Written problem: Transcribe every entry word for word. Skip the pictures.

Source material:
================================

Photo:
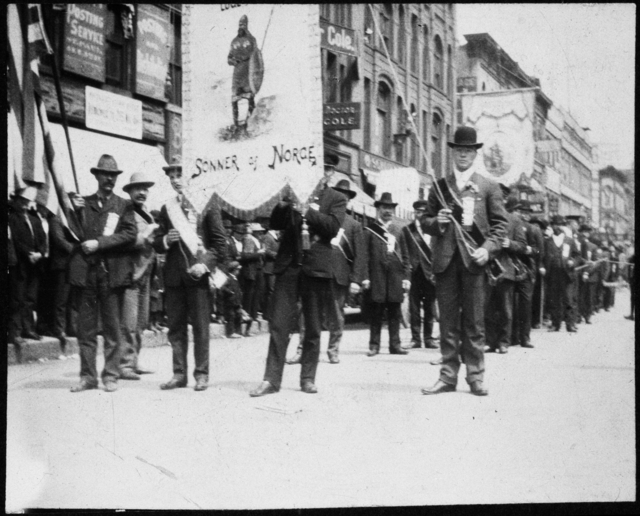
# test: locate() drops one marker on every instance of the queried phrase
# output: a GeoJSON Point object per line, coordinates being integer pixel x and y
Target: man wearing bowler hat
{"type": "Point", "coordinates": [135, 314]}
{"type": "Point", "coordinates": [100, 269]}
{"type": "Point", "coordinates": [422, 291]}
{"type": "Point", "coordinates": [195, 245]}
{"type": "Point", "coordinates": [387, 274]}
{"type": "Point", "coordinates": [466, 218]}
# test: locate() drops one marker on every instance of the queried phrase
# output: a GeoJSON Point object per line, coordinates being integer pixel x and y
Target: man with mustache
{"type": "Point", "coordinates": [135, 315]}
{"type": "Point", "coordinates": [242, 47]}
{"type": "Point", "coordinates": [98, 267]}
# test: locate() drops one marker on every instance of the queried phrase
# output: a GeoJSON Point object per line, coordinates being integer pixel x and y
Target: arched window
{"type": "Point", "coordinates": [438, 69]}
{"type": "Point", "coordinates": [401, 35]}
{"type": "Point", "coordinates": [436, 139]}
{"type": "Point", "coordinates": [382, 136]}
{"type": "Point", "coordinates": [414, 44]}
{"type": "Point", "coordinates": [425, 55]}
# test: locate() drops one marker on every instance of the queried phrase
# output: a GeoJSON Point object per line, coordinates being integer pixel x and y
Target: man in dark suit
{"type": "Point", "coordinates": [305, 274]}
{"type": "Point", "coordinates": [562, 256]}
{"type": "Point", "coordinates": [100, 269]}
{"type": "Point", "coordinates": [195, 246]}
{"type": "Point", "coordinates": [423, 290]}
{"type": "Point", "coordinates": [500, 291]}
{"type": "Point", "coordinates": [387, 274]}
{"type": "Point", "coordinates": [347, 266]}
{"type": "Point", "coordinates": [466, 216]}
{"type": "Point", "coordinates": [30, 244]}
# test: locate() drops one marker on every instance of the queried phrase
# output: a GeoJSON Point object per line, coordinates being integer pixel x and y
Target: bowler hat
{"type": "Point", "coordinates": [139, 179]}
{"type": "Point", "coordinates": [465, 137]}
{"type": "Point", "coordinates": [385, 198]}
{"type": "Point", "coordinates": [106, 165]}
{"type": "Point", "coordinates": [176, 164]}
{"type": "Point", "coordinates": [342, 186]}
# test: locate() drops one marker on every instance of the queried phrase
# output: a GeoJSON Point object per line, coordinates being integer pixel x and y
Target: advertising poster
{"type": "Point", "coordinates": [252, 106]}
{"type": "Point", "coordinates": [504, 122]}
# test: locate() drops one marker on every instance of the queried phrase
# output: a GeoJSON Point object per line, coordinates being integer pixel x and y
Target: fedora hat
{"type": "Point", "coordinates": [342, 186]}
{"type": "Point", "coordinates": [106, 165]}
{"type": "Point", "coordinates": [139, 179]}
{"type": "Point", "coordinates": [385, 198]}
{"type": "Point", "coordinates": [176, 164]}
{"type": "Point", "coordinates": [465, 137]}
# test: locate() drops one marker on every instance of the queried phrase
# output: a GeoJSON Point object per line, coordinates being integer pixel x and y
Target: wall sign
{"type": "Point", "coordinates": [338, 39]}
{"type": "Point", "coordinates": [113, 113]}
{"type": "Point", "coordinates": [152, 52]}
{"type": "Point", "coordinates": [84, 40]}
{"type": "Point", "coordinates": [341, 115]}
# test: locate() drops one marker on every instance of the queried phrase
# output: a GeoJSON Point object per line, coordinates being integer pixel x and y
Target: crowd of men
{"type": "Point", "coordinates": [473, 259]}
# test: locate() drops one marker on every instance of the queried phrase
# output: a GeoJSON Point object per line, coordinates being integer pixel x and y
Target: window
{"type": "Point", "coordinates": [401, 35]}
{"type": "Point", "coordinates": [366, 123]}
{"type": "Point", "coordinates": [386, 27]}
{"type": "Point", "coordinates": [436, 139]}
{"type": "Point", "coordinates": [175, 60]}
{"type": "Point", "coordinates": [425, 55]}
{"type": "Point", "coordinates": [438, 71]}
{"type": "Point", "coordinates": [382, 126]}
{"type": "Point", "coordinates": [414, 44]}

================================

Response to this exercise:
Photo:
# test: locate() drops one marker on every instance of the queried phrase
# output: a GeoJSON Point object per line, coordinates being integer pixel x and y
Target: man wearing bowler hat
{"type": "Point", "coordinates": [135, 314]}
{"type": "Point", "coordinates": [100, 269]}
{"type": "Point", "coordinates": [422, 291]}
{"type": "Point", "coordinates": [195, 245]}
{"type": "Point", "coordinates": [387, 274]}
{"type": "Point", "coordinates": [466, 218]}
# test: locate() drops one marker on every instance of the queried phrase
# output: a GeoJSON Point object per line, coordinates being integer pixel x and y
Target: man with mustache
{"type": "Point", "coordinates": [135, 315]}
{"type": "Point", "coordinates": [242, 47]}
{"type": "Point", "coordinates": [98, 267]}
# test: locate() drops one marker on every instance of the queried phrase
# output: a GeoJSON Point object per line, coordinates being integer pixel x and y
Target: arched window
{"type": "Point", "coordinates": [438, 69]}
{"type": "Point", "coordinates": [401, 35]}
{"type": "Point", "coordinates": [436, 139]}
{"type": "Point", "coordinates": [382, 136]}
{"type": "Point", "coordinates": [414, 44]}
{"type": "Point", "coordinates": [425, 55]}
# test: locate() drops one marker on every instance of the queried phrase
# output: a GeoJSON Point object per line, coordinates being integer pixel x and y
Target: man in dark suit
{"type": "Point", "coordinates": [305, 274]}
{"type": "Point", "coordinates": [562, 256]}
{"type": "Point", "coordinates": [100, 269]}
{"type": "Point", "coordinates": [195, 246]}
{"type": "Point", "coordinates": [423, 290]}
{"type": "Point", "coordinates": [500, 291]}
{"type": "Point", "coordinates": [387, 274]}
{"type": "Point", "coordinates": [347, 266]}
{"type": "Point", "coordinates": [466, 216]}
{"type": "Point", "coordinates": [30, 244]}
# test: locate() drops one marker on every instance of the queried phrase
# output: a GeoJSON Point object per line, coordinates being integer pixel x and y
Target: bowler hat
{"type": "Point", "coordinates": [139, 179]}
{"type": "Point", "coordinates": [465, 137]}
{"type": "Point", "coordinates": [385, 198]}
{"type": "Point", "coordinates": [106, 165]}
{"type": "Point", "coordinates": [176, 164]}
{"type": "Point", "coordinates": [342, 186]}
# test: locate() drops one marker on every instance of the queried phrase
# output: a GeoJSON Point object per line, coordinates being integer pixel x and y
Target: advertising poster
{"type": "Point", "coordinates": [252, 106]}
{"type": "Point", "coordinates": [504, 122]}
# test: locate() drops one marker on every instance of the queried phrase
# output: a GeoJSON Point object per line, coordinates being integer pixel x and y
Target: fedora hat
{"type": "Point", "coordinates": [342, 186]}
{"type": "Point", "coordinates": [106, 165]}
{"type": "Point", "coordinates": [139, 179]}
{"type": "Point", "coordinates": [385, 198]}
{"type": "Point", "coordinates": [176, 164]}
{"type": "Point", "coordinates": [465, 137]}
# test: locate() drops one marker on every instance of the queried phrase
# output: a GeoJSON Point object per line, coordinates being integer pixel x and y
Target: wall sign
{"type": "Point", "coordinates": [338, 39]}
{"type": "Point", "coordinates": [113, 113]}
{"type": "Point", "coordinates": [152, 52]}
{"type": "Point", "coordinates": [84, 40]}
{"type": "Point", "coordinates": [341, 115]}
# test: locate() drops one marker on every instance of the queried phrase
# output: a GeoJSON Point object per line, coordinates being integer pixel x and y
Target: crowd of men
{"type": "Point", "coordinates": [473, 259]}
# test: locate() drops one marker on every instance of the queried phrase
# output: a GeoJSON Point object per line, coordinates being integer pixel x and y
Target: window
{"type": "Point", "coordinates": [401, 35]}
{"type": "Point", "coordinates": [366, 123]}
{"type": "Point", "coordinates": [386, 27]}
{"type": "Point", "coordinates": [436, 139]}
{"type": "Point", "coordinates": [175, 60]}
{"type": "Point", "coordinates": [425, 55]}
{"type": "Point", "coordinates": [438, 71]}
{"type": "Point", "coordinates": [382, 126]}
{"type": "Point", "coordinates": [414, 44]}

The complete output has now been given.